[Your goal] Present all of the data below as a numbered list, omitting any blank lines.

******************************

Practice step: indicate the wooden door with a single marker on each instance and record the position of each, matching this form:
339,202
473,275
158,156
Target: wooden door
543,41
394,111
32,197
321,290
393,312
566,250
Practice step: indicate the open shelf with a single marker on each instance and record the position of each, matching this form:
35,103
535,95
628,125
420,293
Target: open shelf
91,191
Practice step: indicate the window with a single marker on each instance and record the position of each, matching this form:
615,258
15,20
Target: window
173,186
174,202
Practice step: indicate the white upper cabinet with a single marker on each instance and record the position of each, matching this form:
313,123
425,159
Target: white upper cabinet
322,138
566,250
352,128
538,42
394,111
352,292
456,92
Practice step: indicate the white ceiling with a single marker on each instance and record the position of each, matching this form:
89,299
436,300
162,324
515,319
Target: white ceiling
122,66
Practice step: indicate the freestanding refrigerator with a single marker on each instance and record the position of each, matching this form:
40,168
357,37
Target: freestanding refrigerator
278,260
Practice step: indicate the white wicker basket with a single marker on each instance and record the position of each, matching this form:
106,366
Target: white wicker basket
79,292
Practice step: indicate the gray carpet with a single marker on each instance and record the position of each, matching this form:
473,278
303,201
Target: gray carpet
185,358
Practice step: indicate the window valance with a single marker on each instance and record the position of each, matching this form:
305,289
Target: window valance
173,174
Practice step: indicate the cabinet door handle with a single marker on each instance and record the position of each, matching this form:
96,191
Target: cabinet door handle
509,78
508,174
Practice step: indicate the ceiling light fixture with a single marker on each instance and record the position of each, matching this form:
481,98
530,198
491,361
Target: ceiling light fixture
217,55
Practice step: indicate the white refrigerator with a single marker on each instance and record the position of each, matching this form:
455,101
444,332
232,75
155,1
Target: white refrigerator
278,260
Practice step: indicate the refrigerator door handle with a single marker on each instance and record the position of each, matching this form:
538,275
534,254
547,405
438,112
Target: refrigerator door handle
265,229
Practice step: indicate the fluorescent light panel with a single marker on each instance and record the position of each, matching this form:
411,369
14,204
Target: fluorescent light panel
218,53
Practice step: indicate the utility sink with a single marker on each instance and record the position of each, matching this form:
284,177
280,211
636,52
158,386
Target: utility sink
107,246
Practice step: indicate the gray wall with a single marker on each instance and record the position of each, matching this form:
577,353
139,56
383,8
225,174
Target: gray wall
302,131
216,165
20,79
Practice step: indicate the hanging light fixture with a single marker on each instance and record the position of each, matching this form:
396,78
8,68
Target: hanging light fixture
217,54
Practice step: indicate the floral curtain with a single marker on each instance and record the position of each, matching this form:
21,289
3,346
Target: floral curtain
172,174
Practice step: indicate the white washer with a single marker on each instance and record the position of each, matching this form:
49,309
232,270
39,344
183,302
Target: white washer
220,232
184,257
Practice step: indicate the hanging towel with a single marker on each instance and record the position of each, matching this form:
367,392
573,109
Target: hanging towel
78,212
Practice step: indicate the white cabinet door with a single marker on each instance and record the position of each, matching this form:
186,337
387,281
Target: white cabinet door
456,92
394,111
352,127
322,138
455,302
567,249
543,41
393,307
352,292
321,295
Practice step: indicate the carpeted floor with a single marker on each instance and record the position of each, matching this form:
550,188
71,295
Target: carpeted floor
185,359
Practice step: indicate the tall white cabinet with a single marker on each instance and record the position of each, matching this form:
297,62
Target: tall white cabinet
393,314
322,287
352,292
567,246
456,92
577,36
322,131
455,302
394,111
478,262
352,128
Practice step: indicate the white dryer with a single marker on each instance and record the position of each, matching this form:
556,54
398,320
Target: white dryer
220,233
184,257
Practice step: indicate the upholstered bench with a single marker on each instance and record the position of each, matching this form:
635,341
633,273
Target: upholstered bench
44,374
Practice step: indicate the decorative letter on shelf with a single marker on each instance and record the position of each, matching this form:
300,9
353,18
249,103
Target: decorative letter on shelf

******************************

[Exercise result]
1. Practice step: indicate the wooden door with a single marker on each instance and record the position of each, matching this form:
2. 339,202
3. 473,275
4. 158,156
5. Target: wooden door
6. 543,41
7. 394,111
8. 32,197
9. 321,290
10. 393,312
11. 566,250
12. Practice step: indicate the open shelf with a single marker on each instance and record the position of each, matching this form:
13. 35,103
14. 535,95
15. 628,125
16. 420,293
17. Target: open shelf
18. 91,191
19. Practice step: indicate the window with a single marker on each instance and record the position of each, matching this form:
20. 615,258
21. 15,20
22. Target: window
23. 173,186
24. 174,202
25. Practice step: indicate the white upper cabinet with a single marker on each instance and record the position of each, matching this form:
26. 313,123
27. 425,159
28. Target: white upper cabinet
29. 322,138
30. 566,250
31. 352,128
32. 538,42
33. 394,111
34. 352,292
35. 456,92
36. Practice step: indicate the white ceiling with a single marker on each instance and record the position of each, matching this form:
37. 89,299
38. 436,300
39. 162,324
40. 515,319
41. Target: white ceiling
42. 122,66
43. Practice step: indicate the freestanding refrigerator with a single marker on each instance and record the position of each, matching this form:
44. 40,168
45. 357,37
46. Target: freestanding refrigerator
47. 278,260
48. Practice step: indicate the white wicker basket with a single marker on each instance and record the position of each, matching this form:
49. 106,366
50. Target: white wicker basket
51. 79,292
52. Practice step: indicate the gray carpet with a single marker on each instance and record the position of each, matching this form:
53. 473,278
54. 303,201
55. Target: gray carpet
56. 185,358
57. Practice step: indicate the window valance with a single marker on each instance and record the position of each, matching this form:
58. 305,289
59. Target: window valance
60. 173,174
61. Practice step: indicate the cabinet door handle with a single marker on each instance and record the position of each, matching this form:
62. 96,191
63. Target: cabinet door handle
64. 509,78
65. 508,174
66. Practice step: indicate the ceiling light fixture with a single marker on each instance and record the position of each, matching this form:
67. 481,98
68. 530,198
69. 491,361
70. Target: ceiling light fixture
71. 217,55
72. Practice step: indicate the white refrigerator with a single marker on each instance and record the position of each, matching this form:
73. 455,101
74. 444,332
75. 232,75
76. 155,1
77. Target: white refrigerator
78. 278,260
79. Practice step: indicate the refrigerator door handle with a single marker on each instance and record the position of each, matching this form:
80. 538,275
81. 534,254
82. 547,405
83. 438,112
84. Target: refrigerator door handle
85. 265,229
86. Practice step: indicate the fluorescent light panel with a single marker on each instance and record the position of each, matching this form:
87. 411,369
88. 14,204
89. Target: fluorescent light panel
90. 218,53
91. Practice step: indicate the utility sink with a single marker on each instance and record the position of each, matching this form:
92. 284,177
93. 280,211
94. 636,52
95. 158,386
96. Target: utility sink
97. 107,246
98. Practice step: indicate the gray wall with a single marker on each instance and record the position of each, matching this form:
99. 577,353
100. 139,56
101. 383,8
102. 225,174
103. Target: gray wall
104. 302,131
105. 216,165
106. 20,79
107. Practice step: indicate the hanging light fixture with a single marker on each instance and record the position of each, matching this form:
108. 396,78
109. 8,68
110. Target: hanging light fixture
111. 217,54
112. Practice step: indicate the floral curtain with a single marker on each instance and record the position of each, matching this form:
113. 21,289
114. 3,346
115. Target: floral curtain
116. 172,174
117. Practice step: indicate the white washer with a single marker on each instance and record the position of each, matching this form:
118. 49,309
119. 232,270
120. 39,344
121. 183,302
122. Target: white washer
123. 220,232
124. 184,257
125. Practice step: indicate the hanging towel with a single marker on each instance and record the position of each, matching this form:
126. 367,392
127. 573,109
128. Target: hanging towel
129. 78,212
130. Practice step: indicate the white cabinet door with a single marker on each instance and record the position of each, matching this form:
131. 186,337
132. 387,281
133. Target: white cabinet door
134. 456,92
135. 394,111
136. 352,127
137. 322,138
138. 455,302
139. 567,249
140. 543,41
141. 393,307
142. 352,292
143. 321,295
144. Practice step: indicate the carpeted floor with a single marker on each instance and record the position of each, matching this form:
145. 550,188
146. 71,295
147. Target: carpeted floor
148. 185,359
149. Practice step: indicate the tall white cabinet with a single marker on each instance and record the position of each, matching this form:
150. 297,62
151. Target: tall white cabinet
152. 393,314
153. 322,287
154. 352,292
155. 567,246
156. 456,92
157. 577,36
158. 322,131
159. 455,302
160. 394,111
161. 478,262
162. 352,128
163. Practice step: indicate the white dryer with a single marker on each instance and record the position of each, matching this form:
164. 556,54
165. 398,320
166. Target: white dryer
167. 220,233
168. 184,257
169. Practice step: indicate the upholstered bench with a single marker on each instance and record the position of each, matching this form:
170. 635,341
171. 633,273
172. Target: upholstered bench
173. 44,374
174. Practice step: indicate the decorative letter on shelf with a single marker on each instance and record the position of each, matching this form:
175. 300,9
176. 353,18
177. 249,103
178. Target: decorative letter on shelf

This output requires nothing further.